Rewrite the lines from the one containing "gear wheel in the photo above." through the one containing "(1213, 245)", inclusive, changing "return one point per instance" to "mark one point for each instance" and leaving everything else as it is.

Material shown →
————————

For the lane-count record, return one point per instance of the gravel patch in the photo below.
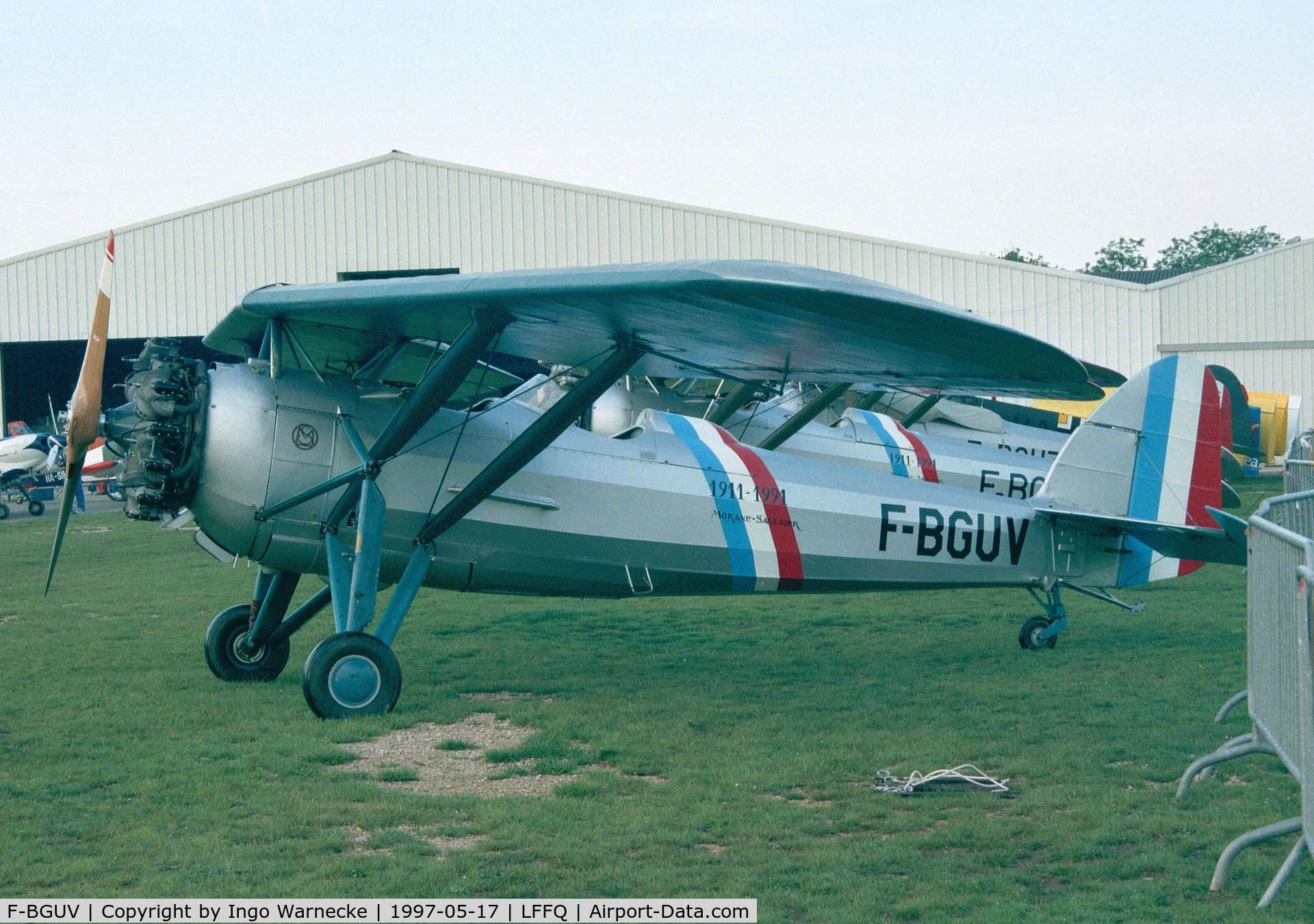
(454, 772)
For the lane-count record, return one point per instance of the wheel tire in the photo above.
(228, 663)
(1029, 637)
(351, 673)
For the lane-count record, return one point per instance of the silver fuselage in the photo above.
(873, 442)
(597, 515)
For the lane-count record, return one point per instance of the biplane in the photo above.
(317, 455)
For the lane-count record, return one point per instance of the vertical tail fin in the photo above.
(1150, 452)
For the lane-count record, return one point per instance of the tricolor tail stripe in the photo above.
(1176, 468)
(762, 546)
(901, 441)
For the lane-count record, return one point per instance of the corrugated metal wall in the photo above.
(181, 274)
(1254, 316)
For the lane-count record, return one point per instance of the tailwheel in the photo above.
(1031, 638)
(351, 673)
(228, 655)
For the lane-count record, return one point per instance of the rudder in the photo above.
(1150, 452)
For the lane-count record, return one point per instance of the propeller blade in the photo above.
(84, 415)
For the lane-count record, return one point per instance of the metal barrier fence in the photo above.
(1279, 671)
(1298, 476)
(1298, 470)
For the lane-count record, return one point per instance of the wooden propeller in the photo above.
(84, 415)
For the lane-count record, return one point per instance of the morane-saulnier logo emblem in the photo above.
(304, 437)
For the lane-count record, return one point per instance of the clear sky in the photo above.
(977, 127)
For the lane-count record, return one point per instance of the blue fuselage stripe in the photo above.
(743, 569)
(1151, 457)
(891, 445)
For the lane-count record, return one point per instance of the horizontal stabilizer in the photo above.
(1191, 543)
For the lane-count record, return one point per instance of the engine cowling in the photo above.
(159, 431)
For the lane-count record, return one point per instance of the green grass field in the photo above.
(128, 771)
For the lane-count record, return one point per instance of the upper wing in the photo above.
(739, 318)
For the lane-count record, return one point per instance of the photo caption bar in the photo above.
(245, 911)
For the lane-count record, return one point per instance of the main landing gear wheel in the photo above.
(227, 652)
(351, 673)
(1029, 637)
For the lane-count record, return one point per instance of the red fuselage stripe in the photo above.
(777, 511)
(924, 462)
(1205, 470)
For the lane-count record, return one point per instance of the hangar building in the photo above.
(179, 275)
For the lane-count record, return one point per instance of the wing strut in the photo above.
(739, 396)
(921, 411)
(535, 439)
(871, 400)
(806, 414)
(430, 395)
(354, 572)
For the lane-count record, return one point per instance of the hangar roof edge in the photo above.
(522, 178)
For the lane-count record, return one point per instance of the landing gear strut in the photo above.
(1044, 631)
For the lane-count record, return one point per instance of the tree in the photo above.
(1118, 257)
(1016, 255)
(1213, 245)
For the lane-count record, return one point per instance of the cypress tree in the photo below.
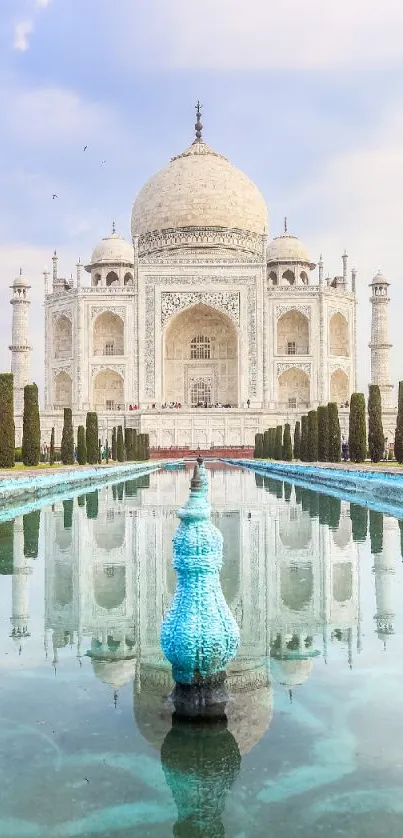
(128, 443)
(81, 446)
(303, 451)
(399, 426)
(278, 448)
(7, 433)
(357, 432)
(376, 531)
(312, 454)
(334, 437)
(52, 447)
(31, 434)
(297, 440)
(67, 446)
(30, 523)
(323, 433)
(6, 548)
(287, 444)
(257, 453)
(376, 442)
(120, 448)
(91, 503)
(91, 437)
(359, 521)
(68, 514)
(287, 492)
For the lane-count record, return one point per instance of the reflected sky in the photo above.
(312, 740)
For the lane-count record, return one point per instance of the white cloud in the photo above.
(232, 34)
(356, 199)
(22, 30)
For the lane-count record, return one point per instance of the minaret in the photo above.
(380, 346)
(384, 570)
(22, 570)
(20, 349)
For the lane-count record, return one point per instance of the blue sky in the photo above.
(307, 99)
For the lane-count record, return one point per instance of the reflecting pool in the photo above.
(312, 743)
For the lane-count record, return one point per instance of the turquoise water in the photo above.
(313, 742)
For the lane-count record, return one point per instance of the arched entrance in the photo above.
(200, 361)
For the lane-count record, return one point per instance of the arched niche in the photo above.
(295, 532)
(288, 277)
(109, 533)
(296, 586)
(63, 390)
(112, 278)
(338, 335)
(294, 388)
(342, 581)
(109, 583)
(63, 584)
(62, 338)
(109, 390)
(339, 387)
(200, 356)
(293, 334)
(108, 334)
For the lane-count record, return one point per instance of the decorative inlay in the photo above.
(296, 366)
(226, 301)
(119, 368)
(108, 309)
(305, 310)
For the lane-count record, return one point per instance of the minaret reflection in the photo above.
(290, 577)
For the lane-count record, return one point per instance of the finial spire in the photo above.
(198, 123)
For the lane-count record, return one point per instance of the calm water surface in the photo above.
(313, 743)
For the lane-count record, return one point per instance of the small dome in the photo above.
(115, 673)
(113, 250)
(21, 282)
(287, 248)
(197, 189)
(291, 672)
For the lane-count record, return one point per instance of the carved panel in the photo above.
(108, 309)
(226, 301)
(306, 368)
(305, 310)
(119, 368)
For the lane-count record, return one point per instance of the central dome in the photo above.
(199, 189)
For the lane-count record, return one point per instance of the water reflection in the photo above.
(291, 576)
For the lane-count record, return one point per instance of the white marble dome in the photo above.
(113, 250)
(287, 248)
(200, 189)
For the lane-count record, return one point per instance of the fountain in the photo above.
(199, 635)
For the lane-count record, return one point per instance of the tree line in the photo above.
(87, 447)
(317, 436)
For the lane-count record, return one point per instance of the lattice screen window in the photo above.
(200, 347)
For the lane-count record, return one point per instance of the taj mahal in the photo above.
(201, 309)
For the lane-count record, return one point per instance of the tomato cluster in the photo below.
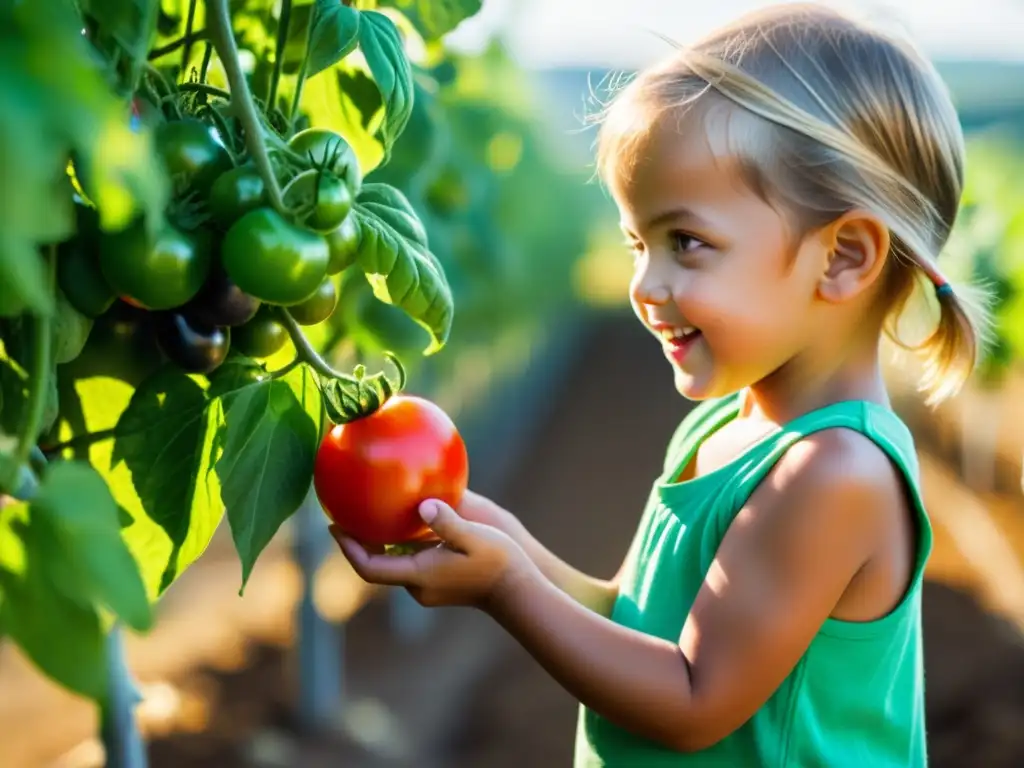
(206, 278)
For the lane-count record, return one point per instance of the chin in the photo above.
(697, 388)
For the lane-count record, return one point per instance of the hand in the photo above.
(473, 563)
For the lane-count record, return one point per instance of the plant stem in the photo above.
(204, 69)
(187, 46)
(287, 369)
(219, 24)
(306, 351)
(300, 81)
(172, 46)
(81, 440)
(118, 727)
(209, 90)
(279, 56)
(42, 365)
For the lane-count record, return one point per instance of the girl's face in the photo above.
(720, 278)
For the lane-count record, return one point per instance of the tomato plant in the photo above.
(192, 189)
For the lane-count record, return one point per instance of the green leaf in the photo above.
(336, 33)
(434, 18)
(166, 437)
(60, 557)
(64, 638)
(23, 279)
(131, 23)
(396, 260)
(382, 47)
(76, 507)
(266, 467)
(345, 99)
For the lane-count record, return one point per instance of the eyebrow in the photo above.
(673, 214)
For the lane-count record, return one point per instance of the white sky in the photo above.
(616, 33)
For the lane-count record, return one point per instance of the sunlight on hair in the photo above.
(818, 135)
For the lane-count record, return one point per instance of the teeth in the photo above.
(670, 334)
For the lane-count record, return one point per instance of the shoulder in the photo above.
(837, 486)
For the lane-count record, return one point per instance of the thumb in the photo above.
(445, 522)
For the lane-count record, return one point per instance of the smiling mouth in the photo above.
(677, 337)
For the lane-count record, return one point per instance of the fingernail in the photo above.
(428, 511)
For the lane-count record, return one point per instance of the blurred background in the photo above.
(566, 406)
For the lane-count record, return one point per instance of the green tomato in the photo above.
(343, 243)
(120, 346)
(321, 198)
(79, 274)
(160, 273)
(260, 337)
(235, 194)
(273, 260)
(317, 307)
(71, 330)
(322, 145)
(192, 154)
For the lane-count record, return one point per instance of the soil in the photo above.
(580, 488)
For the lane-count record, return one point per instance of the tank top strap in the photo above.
(704, 419)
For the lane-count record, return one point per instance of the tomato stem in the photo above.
(222, 37)
(279, 56)
(306, 351)
(42, 369)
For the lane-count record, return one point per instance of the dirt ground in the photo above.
(580, 488)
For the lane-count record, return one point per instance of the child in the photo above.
(785, 186)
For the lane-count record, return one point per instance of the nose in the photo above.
(648, 287)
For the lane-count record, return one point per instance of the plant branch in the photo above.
(279, 56)
(306, 351)
(175, 44)
(219, 24)
(81, 440)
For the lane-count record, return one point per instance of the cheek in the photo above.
(743, 317)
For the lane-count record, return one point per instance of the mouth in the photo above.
(676, 335)
(677, 340)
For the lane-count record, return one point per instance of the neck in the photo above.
(851, 372)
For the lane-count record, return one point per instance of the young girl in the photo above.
(785, 186)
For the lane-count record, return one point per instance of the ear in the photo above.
(857, 244)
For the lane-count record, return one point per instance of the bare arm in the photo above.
(779, 572)
(596, 594)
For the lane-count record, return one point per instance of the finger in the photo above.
(384, 569)
(446, 523)
(338, 535)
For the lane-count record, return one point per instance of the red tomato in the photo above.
(372, 474)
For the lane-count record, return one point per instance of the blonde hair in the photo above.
(838, 116)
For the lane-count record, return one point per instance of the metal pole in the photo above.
(321, 643)
(119, 730)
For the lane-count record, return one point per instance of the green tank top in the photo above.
(855, 698)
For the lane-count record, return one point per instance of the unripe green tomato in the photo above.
(273, 260)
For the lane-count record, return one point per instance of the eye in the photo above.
(635, 247)
(683, 243)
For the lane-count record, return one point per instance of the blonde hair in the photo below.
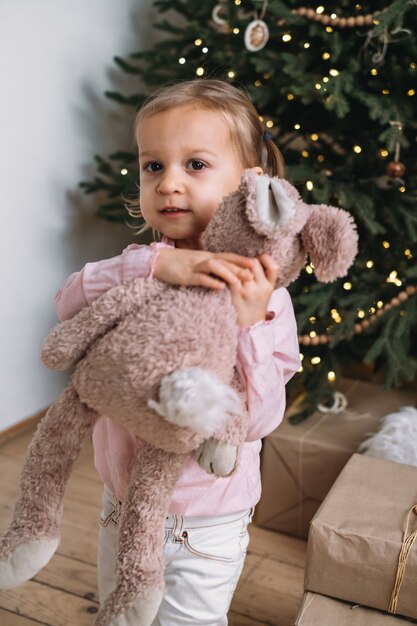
(254, 147)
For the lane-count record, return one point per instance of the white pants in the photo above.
(204, 558)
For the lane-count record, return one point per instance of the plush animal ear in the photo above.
(330, 238)
(271, 203)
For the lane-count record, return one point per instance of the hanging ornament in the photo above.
(340, 22)
(395, 169)
(216, 15)
(257, 31)
(219, 15)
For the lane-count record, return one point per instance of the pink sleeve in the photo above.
(268, 356)
(82, 288)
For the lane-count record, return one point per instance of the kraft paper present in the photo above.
(318, 610)
(300, 463)
(357, 535)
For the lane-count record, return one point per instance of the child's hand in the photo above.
(251, 297)
(205, 269)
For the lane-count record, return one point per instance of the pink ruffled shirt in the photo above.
(268, 356)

————————

Expected answer →
For the lane-count record, mark one point for each instance of the main landing gear wheel in the photo above.
(227, 652)
(351, 673)
(1029, 637)
For the lane-count record, mark one point for each instance of the red fuselage stripe in the photo above.
(777, 511)
(924, 462)
(1205, 470)
For the lane-count record, mark one point for each instance of the hangar building in the photo above.
(179, 275)
For the lane-count record, mark one point for each instance of the wing strut in the photo above.
(739, 396)
(921, 411)
(535, 439)
(871, 400)
(806, 414)
(430, 395)
(354, 572)
For the lane-count record, mark one point for each instance of the hangar roof edge in the photo above.
(522, 178)
For the lane-count record, mark one point for each instance of the landing gear strut in the photo above.
(1044, 631)
For the lane-count record, mark one point for each instance of the tree in the photo above.
(1118, 257)
(1016, 255)
(1213, 245)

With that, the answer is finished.